### Problem to work on:
Copy nothing but the text: repeat each entry exactly and drop the images.

[[ Entries shown, beginning ]]

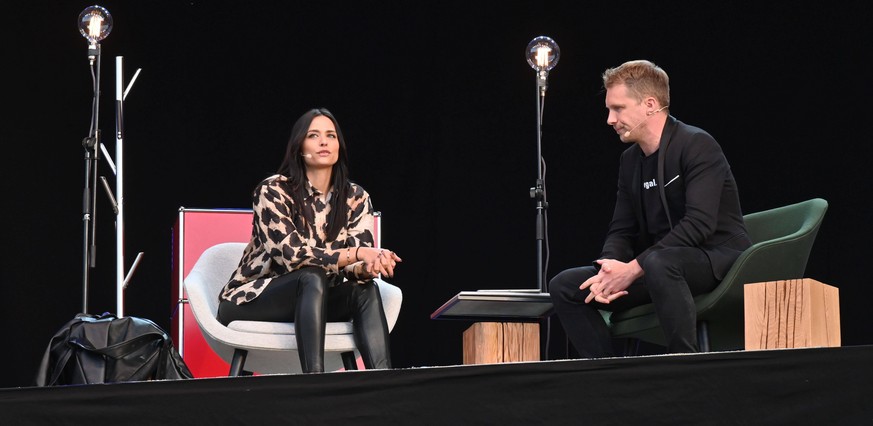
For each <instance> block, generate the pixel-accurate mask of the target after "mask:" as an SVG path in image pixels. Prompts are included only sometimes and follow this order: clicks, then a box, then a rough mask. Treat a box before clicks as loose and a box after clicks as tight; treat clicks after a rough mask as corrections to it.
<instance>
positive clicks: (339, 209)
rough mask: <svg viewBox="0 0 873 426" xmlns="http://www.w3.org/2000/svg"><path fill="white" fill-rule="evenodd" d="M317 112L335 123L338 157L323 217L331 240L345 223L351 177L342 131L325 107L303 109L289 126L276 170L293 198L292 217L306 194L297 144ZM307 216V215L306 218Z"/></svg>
mask: <svg viewBox="0 0 873 426" xmlns="http://www.w3.org/2000/svg"><path fill="white" fill-rule="evenodd" d="M318 116H325V117H327V118H329V119H330V121H332V122H333V125H334V126H335V127H336V136H337V140H339V144H340V147H339V158H338V159H337V162H336V164H334V165H333V169H332V170H331V173H330V185H331V187H332V188H333V191H334V196H333V197H331V198H330V201H329V204H330V213H329V215H328V218H327V231H326V234H327V239H328V240H329V241H333V240H335V239H336V237H337V235H339V232H340V230H341V229H342V228H343V227H345V226H346V225H347V224H348V217H347V216H348V210H349V208H348V204H346V200H347V199H348V197H349V193H350V192H351V190H352V185H351V181H350V180H349V168H348V156H347V154H346V140H345V138H343V132H342V131H341V130H340V127H339V123H338V122H337V121H336V118H335V117H334V116H333V114H331V112H330V111H328V110H327V109H325V108H313V109H311V110H309V111H306V113H305V114H303V115H302V116H300V118H298V119H297V121H296V122H295V123H294V127H292V128H291V137H290V138H289V139H288V147H287V148H285V158H284V159H283V160H282V165H281V166H279V170H278V171H277V173H279V174H281V175H283V176H285V177H287V178H288V185H289V188H288V193H289V194H291V199H292V200H294V209H295V211H294V212H292V215H293V217H295V219H296V218H297V217H298V215H300V214H302V213H303V212H302V211H301V210H300V206H302V205H303V199H304V198H305V197H306V195H307V193H306V163H305V162H304V160H303V153H302V152H301V149H300V148H301V146H302V145H303V140H304V139H305V138H306V133H307V132H308V131H309V125H310V124H312V120H313V119H314V118H315V117H318ZM307 220H308V219H307Z"/></svg>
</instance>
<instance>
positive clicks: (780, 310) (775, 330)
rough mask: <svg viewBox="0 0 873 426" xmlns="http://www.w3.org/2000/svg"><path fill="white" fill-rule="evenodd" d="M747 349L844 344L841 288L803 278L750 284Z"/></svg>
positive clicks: (770, 281) (745, 325)
mask: <svg viewBox="0 0 873 426" xmlns="http://www.w3.org/2000/svg"><path fill="white" fill-rule="evenodd" d="M743 293H744V305H745V321H746V324H745V332H746V349H747V350H752V349H780V348H803V347H816V346H840V304H839V290H838V289H837V288H836V287H832V286H829V285H827V284H822V283H820V282H818V281H816V280H813V279H809V278H803V279H795V280H784V281H770V282H762V283H753V284H746V285H745V286H744V287H743Z"/></svg>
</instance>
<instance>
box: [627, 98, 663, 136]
mask: <svg viewBox="0 0 873 426" xmlns="http://www.w3.org/2000/svg"><path fill="white" fill-rule="evenodd" d="M668 106H669V105H664V106H662V107H660V108H658V109H657V110H655V111H651V112H647V113H646V118H645V119H643V121H640V122H639V123H637V125H636V126H634V127H633V128H632V129H630V130H628V131H626V132H624V137H626V138H629V137H630V132H633V131H634V130H636V129H637V127H640V126H642V125H643V123H645V122H646V121H649V117H651V116H653V115H655V114H657V113H659V112H661V111H663V110H664V108H667V107H668Z"/></svg>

[[ Entries shown, end ]]

### Answer section:
For each <instance> block, generate the pixel-accurate mask of the target after "mask:" as an SVG path in image pixels. Prompts are included only sometimes and follow this order: clicks, then a box, then a rough mask. Treat a box before clicks as loose and a box after clicks as tight; treat clicks after a rough mask as corrections to it.
<instance>
positive clicks: (339, 209)
rough mask: <svg viewBox="0 0 873 426" xmlns="http://www.w3.org/2000/svg"><path fill="white" fill-rule="evenodd" d="M317 112L335 123L338 157L323 217L331 240L345 223L351 177L342 131L325 107L303 109L289 126L276 170L293 198L292 217L306 194L297 144ZM307 216V215L306 218Z"/></svg>
mask: <svg viewBox="0 0 873 426" xmlns="http://www.w3.org/2000/svg"><path fill="white" fill-rule="evenodd" d="M318 116H325V117H327V118H329V119H330V121H332V122H333V125H334V126H335V127H336V136H337V140H339V144H340V147H339V158H338V159H337V162H336V164H334V165H333V169H332V170H331V173H330V185H331V187H332V188H333V191H334V196H333V197H331V198H330V201H329V204H330V213H329V215H328V218H327V231H326V234H327V239H328V240H329V241H333V240H335V239H336V237H337V235H339V232H340V230H341V229H342V228H343V227H345V226H346V225H347V224H348V217H347V216H348V210H349V208H348V204H346V200H347V199H348V197H349V193H350V192H351V190H352V185H351V181H350V180H349V168H348V156H347V154H346V140H345V138H343V132H342V131H341V130H340V127H339V123H338V122H337V121H336V118H335V117H334V116H333V114H331V112H330V111H328V110H327V109H325V108H313V109H311V110H309V111H306V113H305V114H303V115H302V116H300V118H298V119H297V121H296V122H295V123H294V127H292V128H291V137H290V138H289V139H288V147H287V148H285V158H284V159H283V160H282V165H281V166H279V170H278V171H277V173H279V174H281V175H283V176H285V177H287V178H288V185H289V188H288V193H289V194H291V199H292V200H294V209H295V211H294V212H292V215H293V217H295V219H296V218H297V217H298V215H300V214H302V213H303V212H302V211H301V210H300V206H302V205H303V199H304V198H305V197H306V195H307V193H306V163H305V162H304V160H303V153H302V152H301V149H300V148H301V146H302V145H303V140H304V139H305V138H306V133H307V132H308V131H309V125H310V124H312V120H313V119H314V118H315V117H318ZM307 220H308V219H307Z"/></svg>
</instance>
<instance>
positive clicks: (780, 310) (775, 330)
rough mask: <svg viewBox="0 0 873 426" xmlns="http://www.w3.org/2000/svg"><path fill="white" fill-rule="evenodd" d="M747 349L844 344L841 288L803 278L750 284Z"/></svg>
positive clicks: (770, 281) (745, 325)
mask: <svg viewBox="0 0 873 426" xmlns="http://www.w3.org/2000/svg"><path fill="white" fill-rule="evenodd" d="M743 293H744V305H745V321H746V324H745V332H746V349H747V350H752V349H780V348H803V347H816V346H840V304H839V290H838V289H837V288H836V287H832V286H829V285H827V284H822V283H820V282H818V281H816V280H813V279H809V278H803V279H795V280H784V281H770V282H762V283H753V284H746V285H745V286H744V287H743Z"/></svg>
</instance>
<instance>
box: [627, 98, 663, 136]
mask: <svg viewBox="0 0 873 426" xmlns="http://www.w3.org/2000/svg"><path fill="white" fill-rule="evenodd" d="M668 106H669V105H664V106H662V107H660V108H658V109H657V110H655V111H651V112H647V113H646V118H645V119H643V121H640V122H639V123H637V125H636V126H634V127H633V128H632V129H630V130H628V131H626V132H624V137H626V138H629V137H630V132H633V131H634V130H636V129H637V127H640V126H642V125H643V123H645V122H646V121H649V117H651V116H653V115H655V114H657V113H659V112H661V111H663V110H664V108H667V107H668Z"/></svg>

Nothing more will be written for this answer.